* [Task objective]:
Within the entries below, find the portion that opens with the line containing "In each <instance>, write" and closes with the line containing "positive clicks: (126, 73) (169, 49)". Retype that portion exactly and only.

(Stored entries)
——————

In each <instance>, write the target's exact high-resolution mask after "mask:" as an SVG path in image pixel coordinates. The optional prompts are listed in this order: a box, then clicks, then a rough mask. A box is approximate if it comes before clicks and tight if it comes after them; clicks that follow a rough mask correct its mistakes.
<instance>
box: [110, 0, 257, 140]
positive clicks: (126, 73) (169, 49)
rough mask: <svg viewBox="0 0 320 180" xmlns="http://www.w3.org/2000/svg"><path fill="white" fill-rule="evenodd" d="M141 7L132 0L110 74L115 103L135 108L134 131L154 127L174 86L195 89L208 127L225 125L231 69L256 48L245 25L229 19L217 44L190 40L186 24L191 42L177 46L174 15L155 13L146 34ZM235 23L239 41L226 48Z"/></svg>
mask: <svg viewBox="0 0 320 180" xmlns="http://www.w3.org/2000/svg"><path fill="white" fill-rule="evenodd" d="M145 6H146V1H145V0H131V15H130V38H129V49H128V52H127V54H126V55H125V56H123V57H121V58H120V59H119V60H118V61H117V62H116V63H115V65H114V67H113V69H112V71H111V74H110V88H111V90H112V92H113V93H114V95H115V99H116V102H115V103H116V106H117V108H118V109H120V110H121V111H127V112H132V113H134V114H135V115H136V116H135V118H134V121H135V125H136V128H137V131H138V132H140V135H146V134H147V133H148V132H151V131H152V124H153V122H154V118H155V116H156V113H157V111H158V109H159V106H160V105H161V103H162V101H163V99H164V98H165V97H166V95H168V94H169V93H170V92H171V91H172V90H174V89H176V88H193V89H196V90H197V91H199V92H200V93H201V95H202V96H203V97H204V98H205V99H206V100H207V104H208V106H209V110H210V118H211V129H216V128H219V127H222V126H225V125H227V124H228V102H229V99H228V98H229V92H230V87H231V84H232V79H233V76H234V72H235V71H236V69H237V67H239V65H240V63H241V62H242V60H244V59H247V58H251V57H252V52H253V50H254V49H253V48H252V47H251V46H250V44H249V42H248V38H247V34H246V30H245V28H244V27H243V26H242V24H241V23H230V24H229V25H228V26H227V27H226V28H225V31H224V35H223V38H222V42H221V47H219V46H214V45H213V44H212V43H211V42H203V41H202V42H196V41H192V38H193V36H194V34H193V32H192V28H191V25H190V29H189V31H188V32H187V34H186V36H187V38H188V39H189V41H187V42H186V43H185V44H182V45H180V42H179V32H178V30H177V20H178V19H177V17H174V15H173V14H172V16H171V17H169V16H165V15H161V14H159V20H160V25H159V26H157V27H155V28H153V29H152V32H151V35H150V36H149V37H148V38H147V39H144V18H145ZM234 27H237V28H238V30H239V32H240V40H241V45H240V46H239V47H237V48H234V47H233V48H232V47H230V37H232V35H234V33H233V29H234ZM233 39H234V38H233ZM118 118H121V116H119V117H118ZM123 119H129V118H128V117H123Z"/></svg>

——————

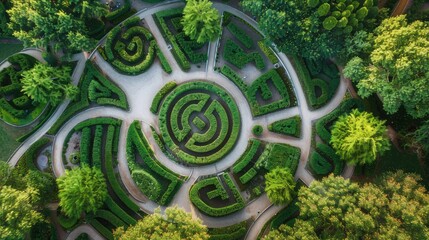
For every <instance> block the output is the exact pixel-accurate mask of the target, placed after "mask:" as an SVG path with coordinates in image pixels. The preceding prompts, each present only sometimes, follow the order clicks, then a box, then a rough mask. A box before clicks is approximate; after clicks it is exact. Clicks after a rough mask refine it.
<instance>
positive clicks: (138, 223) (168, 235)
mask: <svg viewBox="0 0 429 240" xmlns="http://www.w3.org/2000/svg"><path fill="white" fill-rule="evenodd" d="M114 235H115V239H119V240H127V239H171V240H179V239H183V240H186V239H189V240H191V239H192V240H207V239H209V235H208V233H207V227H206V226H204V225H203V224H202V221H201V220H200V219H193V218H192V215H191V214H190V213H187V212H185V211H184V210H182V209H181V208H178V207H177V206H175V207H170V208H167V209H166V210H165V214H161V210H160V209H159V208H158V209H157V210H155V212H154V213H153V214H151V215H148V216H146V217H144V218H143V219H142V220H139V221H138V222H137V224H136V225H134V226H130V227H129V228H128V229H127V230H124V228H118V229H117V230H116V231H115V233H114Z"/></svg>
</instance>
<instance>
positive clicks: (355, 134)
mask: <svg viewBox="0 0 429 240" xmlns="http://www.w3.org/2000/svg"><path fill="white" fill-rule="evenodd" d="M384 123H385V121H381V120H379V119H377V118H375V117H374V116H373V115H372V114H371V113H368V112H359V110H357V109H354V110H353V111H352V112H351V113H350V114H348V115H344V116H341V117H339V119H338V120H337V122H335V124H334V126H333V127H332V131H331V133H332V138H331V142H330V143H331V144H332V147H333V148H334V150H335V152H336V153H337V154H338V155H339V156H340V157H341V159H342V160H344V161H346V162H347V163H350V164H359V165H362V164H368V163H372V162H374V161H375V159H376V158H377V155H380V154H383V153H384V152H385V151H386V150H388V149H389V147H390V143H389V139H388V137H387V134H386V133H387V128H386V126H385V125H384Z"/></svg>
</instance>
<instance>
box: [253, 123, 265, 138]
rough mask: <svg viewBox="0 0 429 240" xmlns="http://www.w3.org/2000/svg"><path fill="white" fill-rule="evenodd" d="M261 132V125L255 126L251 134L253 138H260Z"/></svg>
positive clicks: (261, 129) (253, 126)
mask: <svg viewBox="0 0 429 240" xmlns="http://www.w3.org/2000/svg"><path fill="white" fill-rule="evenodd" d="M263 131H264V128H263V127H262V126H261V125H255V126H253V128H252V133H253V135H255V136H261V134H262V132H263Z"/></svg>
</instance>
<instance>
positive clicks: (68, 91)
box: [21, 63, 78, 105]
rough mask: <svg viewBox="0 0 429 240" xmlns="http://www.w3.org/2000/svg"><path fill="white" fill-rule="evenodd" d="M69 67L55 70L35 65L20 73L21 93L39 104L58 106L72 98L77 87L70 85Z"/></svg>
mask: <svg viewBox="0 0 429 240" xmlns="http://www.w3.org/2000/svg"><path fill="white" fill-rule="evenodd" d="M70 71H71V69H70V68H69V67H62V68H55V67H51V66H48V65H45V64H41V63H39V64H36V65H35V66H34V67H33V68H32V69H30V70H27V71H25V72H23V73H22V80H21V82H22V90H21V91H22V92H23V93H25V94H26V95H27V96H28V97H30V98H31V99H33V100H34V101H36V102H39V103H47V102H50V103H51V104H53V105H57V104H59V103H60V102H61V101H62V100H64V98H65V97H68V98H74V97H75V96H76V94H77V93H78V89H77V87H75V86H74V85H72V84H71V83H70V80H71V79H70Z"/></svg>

——————

* [Response to this task]:
In each <instance>, write the target's exact high-resolution mask after "mask:" as an SVG path in image pixel coordinates. The optional prompts are listed in this order: a box, then clicks, then a rough mask. A box is approximate if it comes before clicks and tight if it comes after them; clicks that follow a rough mask correct its mistakes.
<instance>
box: [110, 0, 257, 140]
positive clicks: (126, 73) (169, 49)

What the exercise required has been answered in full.